**Task to carry out**
Copy the records below word for word, leaving out the pictures.

**Dataset extract**

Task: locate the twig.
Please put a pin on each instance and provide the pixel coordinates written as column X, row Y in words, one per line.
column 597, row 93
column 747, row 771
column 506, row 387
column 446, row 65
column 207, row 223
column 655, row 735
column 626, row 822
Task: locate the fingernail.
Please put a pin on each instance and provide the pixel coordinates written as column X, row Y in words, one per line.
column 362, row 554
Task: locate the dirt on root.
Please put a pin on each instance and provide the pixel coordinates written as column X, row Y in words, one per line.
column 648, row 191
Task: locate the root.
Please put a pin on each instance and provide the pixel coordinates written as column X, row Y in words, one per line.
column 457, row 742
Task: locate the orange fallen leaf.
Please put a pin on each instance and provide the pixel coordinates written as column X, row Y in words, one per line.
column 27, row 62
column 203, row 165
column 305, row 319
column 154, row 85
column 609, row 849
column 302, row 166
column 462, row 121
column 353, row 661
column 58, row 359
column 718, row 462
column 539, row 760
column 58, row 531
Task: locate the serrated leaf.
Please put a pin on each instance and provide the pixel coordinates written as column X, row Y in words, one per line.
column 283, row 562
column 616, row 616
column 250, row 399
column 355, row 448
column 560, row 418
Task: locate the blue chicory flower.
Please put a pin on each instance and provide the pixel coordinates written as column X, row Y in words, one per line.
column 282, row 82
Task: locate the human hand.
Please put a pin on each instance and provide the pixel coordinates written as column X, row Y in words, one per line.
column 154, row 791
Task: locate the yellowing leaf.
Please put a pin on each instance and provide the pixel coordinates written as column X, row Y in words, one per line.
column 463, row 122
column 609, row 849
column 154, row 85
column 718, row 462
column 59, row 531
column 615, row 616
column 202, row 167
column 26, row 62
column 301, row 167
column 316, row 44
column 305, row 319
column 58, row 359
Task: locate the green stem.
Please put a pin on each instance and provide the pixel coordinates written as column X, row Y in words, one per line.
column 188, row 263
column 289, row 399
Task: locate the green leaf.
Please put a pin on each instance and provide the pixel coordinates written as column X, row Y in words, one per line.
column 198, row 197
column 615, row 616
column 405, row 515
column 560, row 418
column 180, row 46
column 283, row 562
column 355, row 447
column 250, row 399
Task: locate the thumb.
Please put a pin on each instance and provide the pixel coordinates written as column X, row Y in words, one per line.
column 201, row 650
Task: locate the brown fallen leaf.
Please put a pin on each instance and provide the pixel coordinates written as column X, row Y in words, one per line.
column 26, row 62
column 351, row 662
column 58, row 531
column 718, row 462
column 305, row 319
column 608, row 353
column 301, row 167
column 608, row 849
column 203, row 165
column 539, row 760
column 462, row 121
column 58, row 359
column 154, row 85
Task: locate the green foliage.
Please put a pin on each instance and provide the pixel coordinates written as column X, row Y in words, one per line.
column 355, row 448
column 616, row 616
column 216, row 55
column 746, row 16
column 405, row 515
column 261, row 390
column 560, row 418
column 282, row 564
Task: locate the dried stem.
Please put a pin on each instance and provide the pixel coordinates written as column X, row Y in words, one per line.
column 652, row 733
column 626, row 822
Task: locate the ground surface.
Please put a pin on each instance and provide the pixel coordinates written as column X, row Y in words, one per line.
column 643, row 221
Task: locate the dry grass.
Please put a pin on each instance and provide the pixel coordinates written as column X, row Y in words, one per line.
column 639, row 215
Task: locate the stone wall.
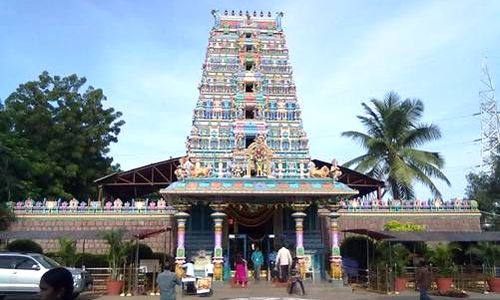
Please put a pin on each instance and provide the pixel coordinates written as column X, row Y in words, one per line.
column 433, row 221
column 135, row 223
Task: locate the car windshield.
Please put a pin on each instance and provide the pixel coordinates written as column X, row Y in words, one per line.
column 46, row 262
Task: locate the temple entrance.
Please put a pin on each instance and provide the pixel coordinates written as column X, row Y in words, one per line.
column 244, row 240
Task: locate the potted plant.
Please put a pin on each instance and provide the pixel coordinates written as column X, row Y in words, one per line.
column 117, row 253
column 441, row 256
column 489, row 254
column 400, row 257
column 396, row 255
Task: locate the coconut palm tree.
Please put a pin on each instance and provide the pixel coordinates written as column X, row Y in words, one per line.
column 6, row 217
column 67, row 252
column 393, row 134
column 441, row 256
column 117, row 251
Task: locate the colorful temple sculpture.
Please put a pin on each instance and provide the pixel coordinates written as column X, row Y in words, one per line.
column 247, row 152
column 246, row 180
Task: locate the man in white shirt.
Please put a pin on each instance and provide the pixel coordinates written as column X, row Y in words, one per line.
column 189, row 266
column 209, row 269
column 283, row 260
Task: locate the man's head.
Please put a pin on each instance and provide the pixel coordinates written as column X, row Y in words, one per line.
column 168, row 266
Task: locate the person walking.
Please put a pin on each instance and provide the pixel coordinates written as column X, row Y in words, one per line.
column 423, row 279
column 56, row 284
column 283, row 260
column 258, row 261
column 295, row 278
column 167, row 280
column 240, row 275
column 272, row 264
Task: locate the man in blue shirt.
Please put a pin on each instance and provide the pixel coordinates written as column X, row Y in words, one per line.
column 166, row 282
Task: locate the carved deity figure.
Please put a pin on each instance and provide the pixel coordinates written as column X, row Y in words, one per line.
column 239, row 141
column 259, row 158
column 180, row 172
column 335, row 170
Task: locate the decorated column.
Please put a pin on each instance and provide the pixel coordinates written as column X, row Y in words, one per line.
column 299, row 216
column 335, row 258
column 218, row 259
column 218, row 256
column 180, row 254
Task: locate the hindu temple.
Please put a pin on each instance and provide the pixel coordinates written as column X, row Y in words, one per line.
column 247, row 178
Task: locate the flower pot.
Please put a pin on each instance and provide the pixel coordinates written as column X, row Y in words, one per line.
column 400, row 284
column 494, row 284
column 114, row 287
column 444, row 284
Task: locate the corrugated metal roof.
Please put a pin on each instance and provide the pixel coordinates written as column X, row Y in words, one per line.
column 71, row 234
column 429, row 236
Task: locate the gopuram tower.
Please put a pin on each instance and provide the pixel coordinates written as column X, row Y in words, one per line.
column 247, row 95
column 247, row 152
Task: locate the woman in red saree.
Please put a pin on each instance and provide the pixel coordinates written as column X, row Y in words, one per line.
column 241, row 271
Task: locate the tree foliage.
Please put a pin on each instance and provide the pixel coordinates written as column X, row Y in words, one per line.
column 487, row 253
column 67, row 252
column 118, row 251
column 24, row 246
column 394, row 134
column 403, row 226
column 55, row 138
column 441, row 256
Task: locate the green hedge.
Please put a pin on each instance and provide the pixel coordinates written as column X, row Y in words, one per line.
column 92, row 260
column 24, row 246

**Correct answer**
Task: locate the twig.
Please put a pin on each instance and provide the pixel coordinates written as column X, row Y in words, one per line.
column 597, row 93
column 747, row 771
column 506, row 387
column 446, row 65
column 207, row 223
column 655, row 735
column 626, row 822
Task: locate the fingernail.
Please put a pin on each instance and provide the pixel coordinates written as column X, row Y in words, one per line.
column 362, row 554
Task: locate the dirt on root.
Please put a pin on each instance and provide the pixel coordinates written as column X, row Y in words, one per line.
column 648, row 191
Task: locate the root.
Please put a pin on each instance and provide the pixel coordinates written as column X, row Y in words, one per line.
column 457, row 742
Task: locate the orange fallen leaf.
Please put a pin on each instance and provide the pixel coordinates written as column X, row Y in words, one per line.
column 27, row 62
column 203, row 165
column 305, row 319
column 154, row 85
column 609, row 849
column 302, row 166
column 462, row 121
column 353, row 661
column 58, row 359
column 718, row 462
column 539, row 760
column 58, row 531
Task: locate the serrated leaf.
Please put a pin on each instance and provide the pixel coordinates written as column X, row Y in words, one per line.
column 283, row 562
column 616, row 616
column 250, row 399
column 355, row 448
column 560, row 418
Task: locate the blue chicory flower.
Please put a pin on each instance and provide the pixel coordinates written as column X, row Y in words, one per line.
column 282, row 82
Task: locate the human hand.
Please put a pin on each instance and provide the pixel coordinates written as column X, row Y in words, one per line.
column 154, row 791
Task: locate the yellowing leaf.
Please put a pin on each instance and provide the pixel coordinates written as column X, row Y in words, one per line.
column 463, row 122
column 609, row 849
column 154, row 85
column 718, row 462
column 59, row 531
column 615, row 616
column 202, row 167
column 26, row 62
column 301, row 167
column 316, row 44
column 305, row 319
column 58, row 359
Task: locate the green stem.
Please put a pin on each instance and provide the pixel coordinates written as column X, row Y in words, one per line.
column 188, row 263
column 289, row 399
Task: locate the green leaf.
Please put a pin on each instance and provide the pixel coordinates written as column X, row Y in words, one per line.
column 198, row 197
column 615, row 616
column 405, row 515
column 560, row 418
column 180, row 46
column 283, row 562
column 355, row 447
column 250, row 399
Task: locate the thumb.
Please put a pin on each instance and provide the pixel coordinates written as column X, row Y in words, one per line.
column 201, row 650
Task: locate the brown fallen leaf.
Please put a pin on each instance and provide the pixel coordinates written as column X, row Y in words, one per line.
column 26, row 62
column 351, row 662
column 58, row 531
column 718, row 462
column 305, row 319
column 608, row 353
column 301, row 167
column 608, row 849
column 203, row 165
column 539, row 760
column 462, row 121
column 58, row 359
column 154, row 85
Task: locate the green foliage.
Please put a pin on each instance and provide the pixel coordinates written as column X, row Y in words, one per line.
column 355, row 448
column 616, row 616
column 216, row 55
column 746, row 16
column 405, row 515
column 261, row 390
column 560, row 418
column 282, row 564
Task: locate the dried stem.
Please put a pin on each instance and provide the pixel coordinates written as column X, row Y in words, one per line.
column 652, row 733
column 626, row 822
Task: locate the ground surface.
Please put a pin on each instance and provide the pixel coordinates written as column X, row Y in words, one per line.
column 643, row 221
Task: locate the dry grass.
Please put a pin on each instance and provide the pixel coordinates written as column X, row Y in words, one per line.
column 639, row 215
Task: locate the stone wall.
Please put a pin on each instance and provide the pixel coordinates written as column X, row Y in words, one per line.
column 433, row 221
column 135, row 223
Task: locate the car windshield.
Please put a pin on each instance and provide the pixel coordinates written as column X, row Y in words, one per line.
column 46, row 262
Task: locate the temple entrance.
Please put a pin on each instance and provide the pixel coordinates written as column X, row Y in words, one per line.
column 244, row 240
Task: locate the potted plant.
Please put a pin on each instance and provide the pixel coordinates written as column X, row Y in words, one per line.
column 117, row 253
column 441, row 256
column 489, row 254
column 400, row 257
column 396, row 255
Task: locate the coconut palm tree.
Please put a pin on each instance and provide the pixel coordinates written as column X, row Y in words, one per line.
column 6, row 217
column 67, row 252
column 393, row 134
column 441, row 256
column 117, row 251
Task: locate the colorful temple sculpture.
Please put a pin on each instance and provide the pixel coordinates written as column X, row Y in words, one per line.
column 247, row 152
column 246, row 180
Task: locate the man in white shirt.
Please put a pin on each instance and provide the pixel coordinates written as column X, row Y in words, one per line.
column 189, row 266
column 209, row 269
column 283, row 260
Task: locate the man's head.
Please put a pin on each instance and provide the pixel coordinates written as column X, row Y in words, one per line.
column 168, row 266
Task: locate the person walking.
Please put a pin on each instance and provide the pixel coordinates written as column X, row Y in words, one per line.
column 423, row 279
column 56, row 284
column 283, row 260
column 258, row 261
column 295, row 278
column 167, row 280
column 240, row 275
column 272, row 264
Task: locate the man in blue shirt.
Please put a pin on each instance and provide the pixel coordinates written as column X, row Y in words, one per line.
column 166, row 282
Task: locate the carved deity figure.
Please put a pin on each instance and provide the pixel coordinates written as column X, row Y in words, one per line.
column 239, row 141
column 259, row 158
column 180, row 172
column 335, row 170
Task: locate the decorated column.
Please put a pin on each instance and provide the pixel coordinates written as column X, row Y in words, one per line.
column 299, row 216
column 335, row 258
column 218, row 259
column 218, row 256
column 180, row 254
Task: locate the hindu temple.
Please put a pin on each instance and provide the pixel coordinates written as column X, row Y in words, one per line.
column 247, row 178
Task: locate the flower pot.
Please put a pin on each instance and provide the pixel coordinates written as column X, row Y in words, one per line.
column 400, row 284
column 494, row 284
column 114, row 287
column 444, row 284
Task: locate the corrugated metal roof.
Please put a pin on each instance and provide the pixel coordinates written as column X, row Y in words, one per line.
column 71, row 234
column 429, row 236
Task: locate the gopuram tower.
Please put a pin on each instance and provide the pixel coordinates written as column X, row Y in words, one per line.
column 247, row 95
column 247, row 152
Task: locate the woman in red saree.
Please put a pin on each instance and provide the pixel coordinates written as column X, row Y in words, one per line.
column 241, row 271
Task: locate the tree foliage.
Please put a pin on each instance and provide the pixel coordinates written as column X, row Y in words, one per line.
column 487, row 253
column 67, row 252
column 118, row 251
column 24, row 246
column 394, row 134
column 403, row 226
column 55, row 138
column 441, row 256
Task: locate the green hedge.
Please put a pin on each instance and provide the pixel coordinates written as column X, row Y in words, one per line.
column 92, row 260
column 24, row 246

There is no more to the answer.